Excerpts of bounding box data
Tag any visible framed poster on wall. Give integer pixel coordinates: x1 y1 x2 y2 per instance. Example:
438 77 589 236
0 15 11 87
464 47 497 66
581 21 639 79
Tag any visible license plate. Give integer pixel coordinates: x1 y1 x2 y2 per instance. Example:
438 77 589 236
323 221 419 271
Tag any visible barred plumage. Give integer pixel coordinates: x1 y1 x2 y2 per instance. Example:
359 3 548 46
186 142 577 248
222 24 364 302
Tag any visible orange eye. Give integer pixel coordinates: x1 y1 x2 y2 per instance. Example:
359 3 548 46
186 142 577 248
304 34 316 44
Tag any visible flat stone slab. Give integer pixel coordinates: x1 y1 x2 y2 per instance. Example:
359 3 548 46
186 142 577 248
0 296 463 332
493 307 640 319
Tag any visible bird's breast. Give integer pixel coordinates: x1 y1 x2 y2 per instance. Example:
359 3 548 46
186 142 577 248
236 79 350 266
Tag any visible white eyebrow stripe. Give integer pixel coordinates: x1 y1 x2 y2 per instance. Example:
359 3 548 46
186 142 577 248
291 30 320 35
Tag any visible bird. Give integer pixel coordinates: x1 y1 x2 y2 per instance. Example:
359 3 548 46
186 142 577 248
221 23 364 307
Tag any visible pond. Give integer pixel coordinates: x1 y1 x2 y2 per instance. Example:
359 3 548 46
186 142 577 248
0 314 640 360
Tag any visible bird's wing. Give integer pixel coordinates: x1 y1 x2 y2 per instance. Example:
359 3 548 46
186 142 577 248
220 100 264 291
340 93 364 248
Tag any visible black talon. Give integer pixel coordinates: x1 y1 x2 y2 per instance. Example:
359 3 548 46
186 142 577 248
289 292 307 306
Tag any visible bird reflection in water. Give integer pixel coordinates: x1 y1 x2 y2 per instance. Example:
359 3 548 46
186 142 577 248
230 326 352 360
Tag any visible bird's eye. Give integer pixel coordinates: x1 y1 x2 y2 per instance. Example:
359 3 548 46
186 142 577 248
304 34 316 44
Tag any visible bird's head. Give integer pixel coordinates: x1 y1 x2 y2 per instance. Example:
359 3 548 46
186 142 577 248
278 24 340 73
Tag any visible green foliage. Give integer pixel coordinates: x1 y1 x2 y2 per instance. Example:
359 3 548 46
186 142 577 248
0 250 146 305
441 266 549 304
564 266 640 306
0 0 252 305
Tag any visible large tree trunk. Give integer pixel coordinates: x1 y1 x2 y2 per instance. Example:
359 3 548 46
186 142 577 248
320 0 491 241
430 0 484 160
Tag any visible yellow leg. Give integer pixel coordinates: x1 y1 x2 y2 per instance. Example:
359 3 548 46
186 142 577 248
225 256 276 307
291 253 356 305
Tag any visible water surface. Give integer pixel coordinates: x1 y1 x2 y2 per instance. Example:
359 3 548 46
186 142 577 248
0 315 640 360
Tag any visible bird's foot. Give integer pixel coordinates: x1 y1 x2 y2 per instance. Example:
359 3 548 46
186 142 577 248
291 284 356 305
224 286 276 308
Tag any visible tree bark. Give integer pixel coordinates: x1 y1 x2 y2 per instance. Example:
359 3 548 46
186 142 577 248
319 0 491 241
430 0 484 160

[Objective] Put each line of the rows above into a Markdown table with two columns, Number and Text, numbering the lines in order. Leave out any blank lines.

[Correct answer]
| Number | Text |
|---|---|
| 1 | Tag any visible framed poster on wall. Give integer pixel coordinates: x1 y1 x2 y2 per instance. Example: |
| 2 | 438 77 589 236 |
| 3 | 0 15 11 87 |
| 4 | 464 47 497 66 |
| 5 | 581 21 639 79 |
| 6 | Tag any visible license plate. Give integer pixel coordinates: x1 y1 x2 y2 per instance. Example: |
| 7 | 438 77 589 236 |
| 8 | 323 221 419 271 |
| 9 | Tag any visible barred plumage. Give integer pixel coordinates: x1 y1 x2 y2 per instance. Example: |
| 10 | 359 3 548 46 |
| 11 | 186 142 577 248 |
| 12 | 222 24 364 302 |
| 13 | Tag any visible orange eye. Give integer pixel coordinates: x1 y1 x2 y2 per instance. Example: |
| 14 | 359 3 548 46 |
| 15 | 186 142 577 248 |
| 16 | 304 34 316 44 |
| 17 | Tag any visible flat stone slab. Give integer pixel coordinates: x1 y1 x2 y2 per instance. Example: |
| 18 | 359 3 548 46 |
| 19 | 186 142 577 248 |
| 20 | 0 296 463 332 |
| 21 | 493 307 640 319 |
| 22 | Tag any visible bird's breast. Give integer pixel coordinates: x1 y1 x2 y2 per instance. Example: |
| 23 | 359 3 548 46 |
| 24 | 186 142 577 248 |
| 25 | 236 79 350 266 |
| 26 | Tag any visible white eyebrow stripe. Give integer pixel coordinates: x1 y1 x2 y2 per instance. Example: |
| 27 | 359 3 548 46 |
| 28 | 186 142 577 248 |
| 29 | 291 30 320 35 |
| 30 | Tag any visible bird. Give integer pixel coordinates: x1 y1 x2 y2 per instance. Example: |
| 31 | 359 3 548 46 |
| 32 | 186 142 577 248 |
| 33 | 221 23 364 307 |
| 34 | Tag any visible pond. Give integer pixel coordinates: x1 y1 x2 y2 per instance. Example: |
| 35 | 359 3 548 46 |
| 36 | 186 142 577 248 |
| 37 | 0 314 640 360 |
| 38 | Tag any visible bird's wing. Give integer pixel coordinates: x1 y1 x2 y2 per instance. Example: |
| 39 | 359 3 548 46 |
| 40 | 186 142 577 248 |
| 41 | 220 100 264 291 |
| 42 | 340 93 364 248 |
| 43 | Tag any visible black talon. Give integer pixel coordinates: x1 y1 x2 y2 per instance. Example: |
| 44 | 359 3 548 46 |
| 45 | 186 142 577 248 |
| 46 | 289 292 307 306 |
| 47 | Tag any visible bird reflection in water. Give integer pixel coordinates: x1 y1 x2 y2 per instance. Example: |
| 48 | 359 3 548 46 |
| 49 | 186 142 577 248 |
| 50 | 230 326 352 360 |
| 51 | Tag any visible bird's eye. Give integer pixel coordinates: x1 y1 x2 y2 per instance. Example: |
| 52 | 359 3 548 46 |
| 53 | 186 142 577 248 |
| 54 | 304 34 316 44 |
| 55 | Tag any visible bird's head. Give integer pixel coordinates: x1 y1 x2 y2 per instance. Example: |
| 56 | 359 3 548 46 |
| 57 | 186 142 577 248 |
| 58 | 278 24 340 73 |
| 59 | Tag any visible green foliage. Give integer pixel coordinates: x1 y1 x2 y2 per instance. Example: |
| 60 | 359 3 548 46 |
| 61 | 186 142 577 248 |
| 62 | 0 250 146 305 |
| 63 | 441 266 549 304 |
| 64 | 564 266 640 306 |
| 65 | 0 0 252 305 |
| 66 | Tag any visible large tree trunk. Give integer pixel coordinates: x1 y1 x2 y2 per instance. Example: |
| 67 | 359 3 548 46 |
| 68 | 186 142 577 248 |
| 69 | 320 0 491 241 |
| 70 | 430 0 484 160 |
| 71 | Tag any visible yellow leg. Give integer pixel coordinates: x1 y1 x2 y2 per instance. Example: |
| 72 | 359 3 548 46 |
| 73 | 186 142 577 248 |
| 74 | 225 256 276 307 |
| 75 | 291 253 356 305 |
| 76 | Tag any visible water surface. Give integer pixel coordinates: x1 y1 x2 y2 per instance. Example: |
| 77 | 359 3 548 46 |
| 78 | 186 142 577 248 |
| 79 | 0 315 640 360 |
| 80 | Tag any visible bird's foot. Give integer pixel coordinates: x1 y1 x2 y2 per instance. Example: |
| 81 | 359 3 548 46 |
| 82 | 186 142 577 248 |
| 83 | 291 284 356 305 |
| 84 | 224 286 276 308 |
| 85 | Tag any visible tree bark. Give integer pixel coordinates: x1 y1 x2 y2 per instance. Example: |
| 86 | 359 3 548 46 |
| 87 | 186 142 577 248 |
| 88 | 319 0 491 241 |
| 89 | 430 0 484 160 |